→ **Work required**:
Reproduce the TD-DFT excitation energy passage below word for word, in full.

→ **Reading passage**:
▽

Fig. 4 TD-DFT calculations in vacuum and solvent vs. experiments. (Left) Vertical excitation energy with maximum oscillator strength from solvent-corrected TD-DFT versus peak wavelength of maximum absorption from experiment, (Center) vertical excitation energy with maximum oscillator strength from vacuum TD-DFT versus peak wavelength of maximum absorption from experiment, (Right) vertical excitation energy with maximum oscillator strength from solvent-corrected TD-DFT versus vertical excitation energy with maximum oscillator strength from vacuum TD-DFT. In each plot, MAEreg refers to the adjusted MAE value after performing a simple linear regression. Similar plots are shown in Fig. S4† with data points across all three plots corresponding to the same measurements. The linear regression equations for each plot above are as follows: (Left) λexpt,solv = 1.69λtddft,solv − 238.24, (Center) λexpt,solv = 1.82λtddft,vac − 226.82, and (Right) λtddft,solv = 1.18λtddft,vac − 32.86. |
Although the combination of vacuum TD-DFT and a simple linear model performs well with respect to the experimental ground truth (MAE = 24.9 nm), the computational cost of TD-DFT may limit its applicability on large datasets. Nevertheless, this sets a baseline for the accuracy of computational methods in general when predicting this property.
We trained a D-MPNN and FFNN on 80-10-10 random splits of 28772 vertical excitation energies from our full set of vacuum TD-DFT calculations. This model achieved a test MAE of 0.12 eV (14.99 nm), and the predictions are shown in Fig. S12.† This model became the auxiliary model used in the ChempropMultiFidelity approach for the remainder of this work.

△

→ **Extracted data**:
▽

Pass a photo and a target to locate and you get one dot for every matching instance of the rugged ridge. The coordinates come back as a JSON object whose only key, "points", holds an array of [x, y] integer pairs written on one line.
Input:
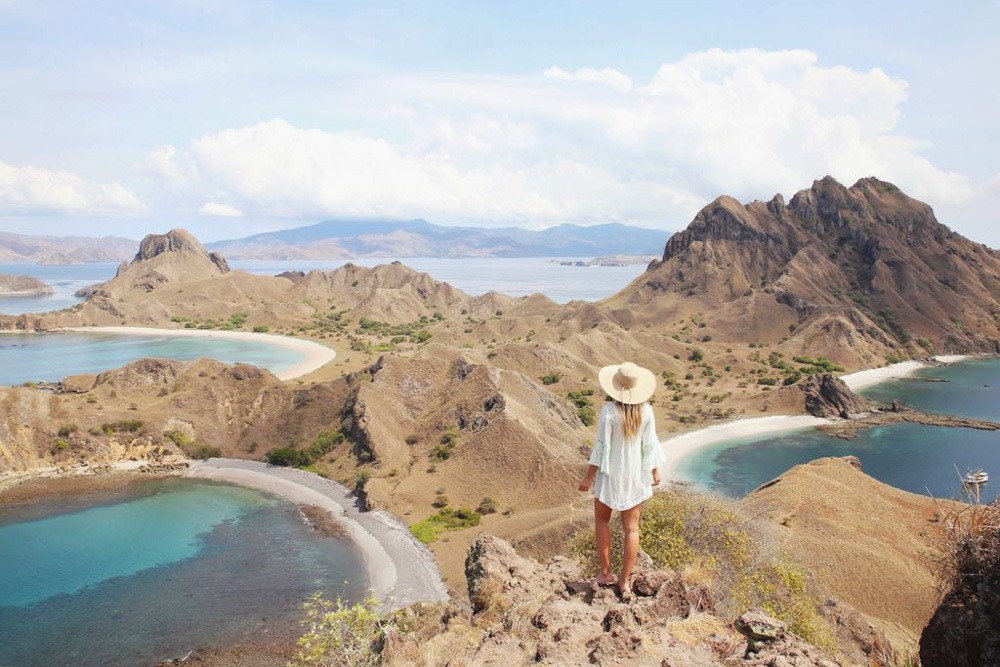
{"points": [[857, 272]]}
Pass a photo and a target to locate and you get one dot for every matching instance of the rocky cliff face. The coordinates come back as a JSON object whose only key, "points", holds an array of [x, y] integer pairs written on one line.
{"points": [[965, 628], [828, 396], [527, 612], [835, 269]]}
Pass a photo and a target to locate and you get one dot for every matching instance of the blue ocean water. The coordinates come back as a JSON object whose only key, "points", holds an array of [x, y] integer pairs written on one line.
{"points": [[513, 276], [917, 458], [172, 565], [53, 356]]}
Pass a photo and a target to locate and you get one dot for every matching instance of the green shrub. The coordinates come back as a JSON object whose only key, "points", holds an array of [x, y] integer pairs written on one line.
{"points": [[487, 506], [687, 529], [446, 519], [286, 456], [126, 425], [340, 634], [323, 444], [551, 378]]}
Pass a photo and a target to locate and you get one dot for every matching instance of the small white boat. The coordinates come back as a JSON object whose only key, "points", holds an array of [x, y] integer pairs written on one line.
{"points": [[977, 476]]}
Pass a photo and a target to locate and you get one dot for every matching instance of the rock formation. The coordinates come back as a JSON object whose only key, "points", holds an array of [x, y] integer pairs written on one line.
{"points": [[849, 530], [848, 272], [828, 396], [527, 612], [965, 628]]}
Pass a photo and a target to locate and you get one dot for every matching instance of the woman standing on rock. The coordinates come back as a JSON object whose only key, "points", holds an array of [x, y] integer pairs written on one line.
{"points": [[624, 463]]}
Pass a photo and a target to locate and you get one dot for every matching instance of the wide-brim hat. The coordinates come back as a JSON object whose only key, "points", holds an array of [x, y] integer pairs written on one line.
{"points": [[627, 382]]}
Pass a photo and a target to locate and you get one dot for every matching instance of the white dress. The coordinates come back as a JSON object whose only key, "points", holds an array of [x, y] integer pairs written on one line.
{"points": [[625, 469]]}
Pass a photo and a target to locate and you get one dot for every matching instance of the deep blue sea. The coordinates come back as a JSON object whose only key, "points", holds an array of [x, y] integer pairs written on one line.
{"points": [[53, 356], [917, 458], [157, 570], [513, 276]]}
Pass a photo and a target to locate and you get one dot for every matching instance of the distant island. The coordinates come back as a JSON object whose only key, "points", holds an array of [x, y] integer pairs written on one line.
{"points": [[23, 286], [348, 239], [610, 260]]}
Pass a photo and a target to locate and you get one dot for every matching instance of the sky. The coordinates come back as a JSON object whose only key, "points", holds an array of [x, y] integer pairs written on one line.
{"points": [[233, 117]]}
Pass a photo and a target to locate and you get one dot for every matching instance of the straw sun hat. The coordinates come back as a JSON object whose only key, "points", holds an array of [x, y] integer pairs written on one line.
{"points": [[627, 382]]}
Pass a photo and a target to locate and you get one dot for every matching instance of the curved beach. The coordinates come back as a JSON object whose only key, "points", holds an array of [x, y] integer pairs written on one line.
{"points": [[316, 355], [677, 448], [401, 570]]}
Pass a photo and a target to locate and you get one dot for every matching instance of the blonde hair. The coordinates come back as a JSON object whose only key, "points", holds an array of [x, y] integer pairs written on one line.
{"points": [[631, 416]]}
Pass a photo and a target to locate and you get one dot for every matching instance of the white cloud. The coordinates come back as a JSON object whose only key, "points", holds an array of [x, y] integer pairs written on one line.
{"points": [[35, 190], [550, 149], [220, 210], [607, 76]]}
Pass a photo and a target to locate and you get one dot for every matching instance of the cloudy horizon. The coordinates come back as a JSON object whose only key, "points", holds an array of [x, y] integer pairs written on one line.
{"points": [[234, 118]]}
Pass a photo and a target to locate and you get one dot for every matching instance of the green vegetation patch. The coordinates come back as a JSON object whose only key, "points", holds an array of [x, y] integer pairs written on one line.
{"points": [[697, 532], [446, 519]]}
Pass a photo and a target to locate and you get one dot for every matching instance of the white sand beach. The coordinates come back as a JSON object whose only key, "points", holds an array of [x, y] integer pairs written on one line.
{"points": [[401, 570], [873, 376], [316, 355], [680, 447]]}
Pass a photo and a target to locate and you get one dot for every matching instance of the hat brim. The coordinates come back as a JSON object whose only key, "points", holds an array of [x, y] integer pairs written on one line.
{"points": [[642, 391]]}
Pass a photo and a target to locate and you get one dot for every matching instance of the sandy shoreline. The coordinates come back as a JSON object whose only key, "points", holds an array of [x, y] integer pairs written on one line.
{"points": [[401, 570], [679, 447], [316, 355]]}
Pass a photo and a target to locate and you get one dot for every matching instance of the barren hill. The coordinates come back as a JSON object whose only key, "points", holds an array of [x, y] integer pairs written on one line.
{"points": [[840, 523], [851, 273]]}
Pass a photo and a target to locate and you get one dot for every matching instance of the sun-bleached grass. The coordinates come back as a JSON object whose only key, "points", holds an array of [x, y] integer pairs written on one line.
{"points": [[715, 542]]}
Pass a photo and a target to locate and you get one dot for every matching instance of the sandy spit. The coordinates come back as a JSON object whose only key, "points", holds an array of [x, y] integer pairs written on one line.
{"points": [[873, 376], [316, 355], [680, 447], [401, 570]]}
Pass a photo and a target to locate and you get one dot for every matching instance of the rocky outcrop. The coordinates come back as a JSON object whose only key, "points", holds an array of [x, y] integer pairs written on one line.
{"points": [[180, 241], [528, 612], [829, 396], [17, 286], [867, 255], [965, 628]]}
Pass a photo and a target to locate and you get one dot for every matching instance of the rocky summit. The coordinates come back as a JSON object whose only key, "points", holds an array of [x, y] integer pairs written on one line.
{"points": [[852, 271]]}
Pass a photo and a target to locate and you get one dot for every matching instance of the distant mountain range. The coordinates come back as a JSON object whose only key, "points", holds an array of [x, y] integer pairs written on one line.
{"points": [[334, 239], [66, 249], [419, 238]]}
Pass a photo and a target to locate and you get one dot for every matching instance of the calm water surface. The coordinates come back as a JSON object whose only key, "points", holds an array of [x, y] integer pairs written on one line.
{"points": [[172, 565], [917, 458], [54, 356], [513, 276]]}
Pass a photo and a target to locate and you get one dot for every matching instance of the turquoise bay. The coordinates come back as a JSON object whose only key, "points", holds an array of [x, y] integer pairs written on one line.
{"points": [[159, 569], [920, 459], [48, 357]]}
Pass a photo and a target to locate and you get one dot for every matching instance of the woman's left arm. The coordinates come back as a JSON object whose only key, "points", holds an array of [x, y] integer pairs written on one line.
{"points": [[652, 450]]}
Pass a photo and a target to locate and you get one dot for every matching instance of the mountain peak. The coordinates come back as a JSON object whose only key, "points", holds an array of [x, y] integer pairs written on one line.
{"points": [[177, 241]]}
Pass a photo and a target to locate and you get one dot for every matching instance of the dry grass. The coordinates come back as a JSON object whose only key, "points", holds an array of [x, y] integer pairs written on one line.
{"points": [[972, 545], [698, 628], [714, 540]]}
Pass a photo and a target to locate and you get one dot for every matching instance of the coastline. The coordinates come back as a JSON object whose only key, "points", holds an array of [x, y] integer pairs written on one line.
{"points": [[680, 447], [401, 571], [316, 355]]}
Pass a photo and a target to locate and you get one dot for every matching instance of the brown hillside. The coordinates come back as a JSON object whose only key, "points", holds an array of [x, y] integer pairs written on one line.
{"points": [[867, 543], [851, 273]]}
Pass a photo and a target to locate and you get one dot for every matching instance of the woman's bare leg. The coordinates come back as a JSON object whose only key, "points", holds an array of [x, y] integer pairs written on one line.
{"points": [[602, 524], [630, 524]]}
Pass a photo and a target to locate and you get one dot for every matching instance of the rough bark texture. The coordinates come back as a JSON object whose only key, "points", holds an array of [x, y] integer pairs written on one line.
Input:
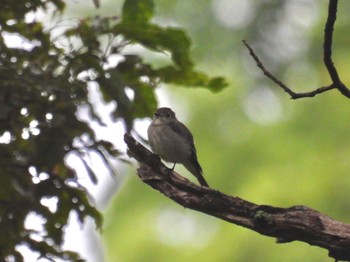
{"points": [[285, 224]]}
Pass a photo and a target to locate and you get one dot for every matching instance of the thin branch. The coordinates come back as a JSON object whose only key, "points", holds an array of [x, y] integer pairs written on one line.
{"points": [[327, 48], [297, 223], [327, 58], [293, 94]]}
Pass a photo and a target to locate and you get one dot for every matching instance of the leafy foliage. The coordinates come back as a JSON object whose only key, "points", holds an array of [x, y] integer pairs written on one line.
{"points": [[43, 83]]}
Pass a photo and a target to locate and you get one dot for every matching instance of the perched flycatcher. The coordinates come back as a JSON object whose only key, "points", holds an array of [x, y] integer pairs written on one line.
{"points": [[173, 142]]}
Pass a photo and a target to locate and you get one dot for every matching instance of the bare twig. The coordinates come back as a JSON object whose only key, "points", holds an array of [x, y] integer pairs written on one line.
{"points": [[297, 223], [327, 58], [293, 94], [327, 48]]}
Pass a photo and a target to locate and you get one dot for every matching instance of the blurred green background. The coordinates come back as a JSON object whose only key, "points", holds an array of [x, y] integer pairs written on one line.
{"points": [[253, 141]]}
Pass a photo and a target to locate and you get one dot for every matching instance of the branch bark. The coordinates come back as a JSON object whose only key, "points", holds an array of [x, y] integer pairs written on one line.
{"points": [[296, 223], [327, 59]]}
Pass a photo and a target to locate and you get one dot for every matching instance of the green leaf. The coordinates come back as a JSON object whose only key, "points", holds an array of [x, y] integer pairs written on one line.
{"points": [[138, 11], [159, 39], [172, 75]]}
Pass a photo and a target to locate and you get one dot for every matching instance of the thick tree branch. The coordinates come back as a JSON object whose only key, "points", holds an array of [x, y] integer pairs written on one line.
{"points": [[285, 224], [327, 58]]}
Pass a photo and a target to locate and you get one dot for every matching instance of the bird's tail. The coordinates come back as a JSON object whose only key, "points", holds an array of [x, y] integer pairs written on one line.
{"points": [[196, 170]]}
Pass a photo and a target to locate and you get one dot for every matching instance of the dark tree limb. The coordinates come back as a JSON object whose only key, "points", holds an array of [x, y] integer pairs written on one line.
{"points": [[327, 58], [297, 223]]}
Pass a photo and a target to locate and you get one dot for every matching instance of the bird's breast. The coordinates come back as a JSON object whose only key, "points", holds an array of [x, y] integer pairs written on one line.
{"points": [[169, 145]]}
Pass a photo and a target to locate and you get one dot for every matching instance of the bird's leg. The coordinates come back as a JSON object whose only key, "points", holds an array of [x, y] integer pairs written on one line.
{"points": [[171, 169]]}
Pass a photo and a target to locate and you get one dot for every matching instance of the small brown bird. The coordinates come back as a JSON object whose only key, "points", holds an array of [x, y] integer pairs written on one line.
{"points": [[173, 142]]}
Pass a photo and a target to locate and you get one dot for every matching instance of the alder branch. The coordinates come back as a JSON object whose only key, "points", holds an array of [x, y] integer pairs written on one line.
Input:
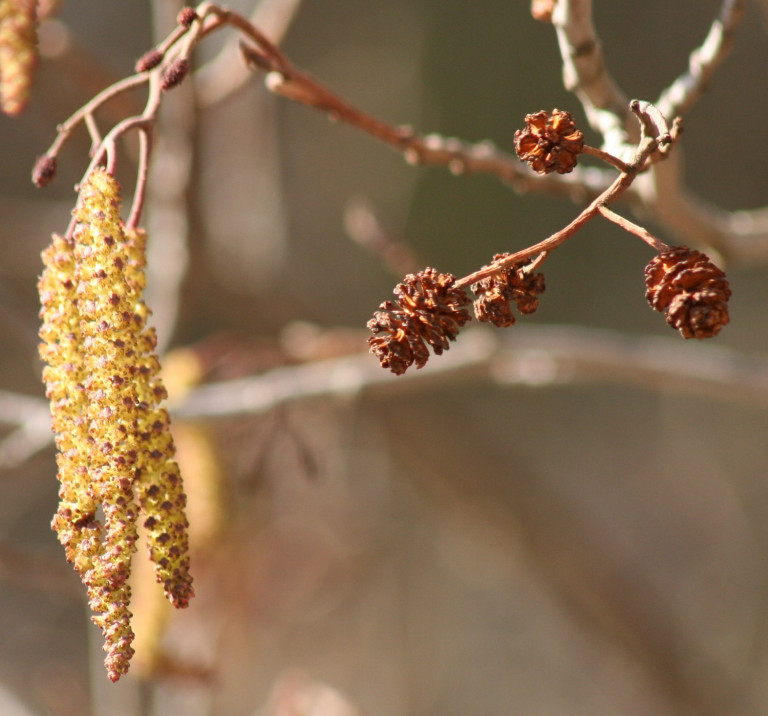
{"points": [[740, 237], [685, 91], [460, 157], [225, 74], [533, 356]]}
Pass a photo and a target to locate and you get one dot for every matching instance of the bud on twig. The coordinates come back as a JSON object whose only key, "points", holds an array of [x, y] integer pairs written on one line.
{"points": [[44, 171], [175, 73], [691, 291]]}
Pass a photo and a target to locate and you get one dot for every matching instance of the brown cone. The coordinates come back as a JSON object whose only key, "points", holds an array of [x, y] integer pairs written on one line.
{"points": [[549, 142], [691, 291], [427, 310], [495, 294]]}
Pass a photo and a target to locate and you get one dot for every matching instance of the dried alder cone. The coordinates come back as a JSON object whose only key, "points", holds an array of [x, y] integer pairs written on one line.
{"points": [[542, 10], [513, 283], [18, 53], [550, 142], [691, 291], [428, 310], [115, 452]]}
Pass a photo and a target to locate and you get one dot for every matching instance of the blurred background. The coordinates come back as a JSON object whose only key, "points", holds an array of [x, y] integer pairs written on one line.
{"points": [[457, 544]]}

△

→ **Response**:
Fig. 4 TD-DFT calculations in vacuum and solvent vs. experiments. (Left) Vertical excitation energy with maximum oscillator strength from solvent-corrected TD-DFT versus peak wavelength of maximum absorption from experiment, (Center) vertical excitation energy with maximum oscillator strength from vacuum TD-DFT versus peak wavelength of maximum absorption from experiment, (Right) vertical excitation energy with maximum oscillator strength from solvent-corrected TD-DFT versus vertical excitation energy with maximum oscillator strength from vacuum TD-DFT. In each plot, MAEreg refers to the adjusted MAE value after performing a simple linear regression. Similar plots are shown in Fig. S4† with data points across all three plots corresponding to the same measurements. The linear regression equations for each plot above are as follows: (Left) λexpt,solv = 1.69λtddft,solv − 238.24, (Center) λexpt,solv = 1.82λtddft,vac − 226.82, and (Right) λtddft,solv = 1.18λtddft,vac − 32.86. |
Although the combination of vacuum TD-DFT and a simple linear model performs well with respect to the experimental ground truth (MAE = 24.9 nm), the computational cost of TD-DFT may limit its applicability on large datasets. Nevertheless, this sets a baseline for the accuracy of computational methods in general when predicting this property.
We trained a D-MPNN and FFNN on 80-10-10 random splits of 28772 vertical excitation energies from our full set of vacuum TD-DFT calculations. This model achieved a test MAE of 0.12 eV (14.99 nm), and the predictions are shown in Fig. S12.† This model became the auxiliary model used in the ChempropMultiFidelity approach for the remainder of this work.